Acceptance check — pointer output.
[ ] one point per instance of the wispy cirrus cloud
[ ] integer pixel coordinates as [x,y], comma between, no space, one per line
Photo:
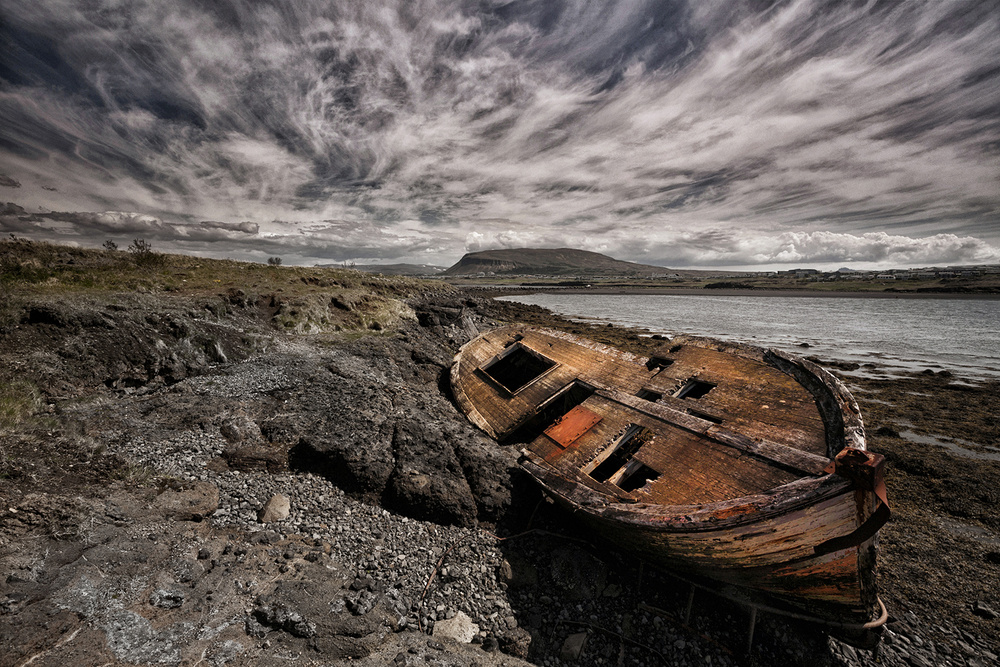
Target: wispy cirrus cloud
[434,127]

**TASK TO COMPLETE**
Convert the material above into a JSON list of strings, one string per line, leaving out blank lines and the pictures.

**ANSWER TO THE EXERCISE**
[
  "Acceptance check — pointer output.",
  "[ ] one point per instance of the wispy cirrus cloud",
  "[ ] integer pixel coordinates as [x,y], comma between, no space, one per line",
  "Photo:",
  "Target: wispy cirrus cloud",
  "[434,127]"
]